Dataset entries:
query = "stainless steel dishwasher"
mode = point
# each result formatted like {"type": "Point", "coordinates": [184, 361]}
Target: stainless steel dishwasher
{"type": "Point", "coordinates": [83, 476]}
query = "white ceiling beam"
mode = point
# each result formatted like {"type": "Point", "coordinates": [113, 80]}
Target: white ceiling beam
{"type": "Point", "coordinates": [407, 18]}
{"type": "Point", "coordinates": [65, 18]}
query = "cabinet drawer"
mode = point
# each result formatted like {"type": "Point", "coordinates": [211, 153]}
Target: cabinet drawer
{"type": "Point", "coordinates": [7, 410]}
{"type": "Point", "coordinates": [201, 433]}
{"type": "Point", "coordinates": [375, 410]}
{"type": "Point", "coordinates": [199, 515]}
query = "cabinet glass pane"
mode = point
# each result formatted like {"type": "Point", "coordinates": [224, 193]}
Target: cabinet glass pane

The task
Extract every line of the material above and reproduce each one unchanged, in its original order.

Task result
query = "stainless steel dishwasher"
mode = point
# each result formatted like {"type": "Point", "coordinates": [184, 361]}
Target: stainless steel dishwasher
{"type": "Point", "coordinates": [83, 476]}
query = "white ceiling beam"
mode = point
# each result formatted like {"type": "Point", "coordinates": [113, 80]}
Target: white ceiling beam
{"type": "Point", "coordinates": [407, 18]}
{"type": "Point", "coordinates": [65, 18]}
query = "cabinet drawer"
mode = point
# each result formatted like {"type": "Point", "coordinates": [211, 153]}
Target: cabinet drawer
{"type": "Point", "coordinates": [7, 410]}
{"type": "Point", "coordinates": [201, 433]}
{"type": "Point", "coordinates": [375, 410]}
{"type": "Point", "coordinates": [199, 515]}
query = "cabinet glass pane"
mode = point
# each result formatted like {"type": "Point", "coordinates": [224, 193]}
Target: cabinet glass pane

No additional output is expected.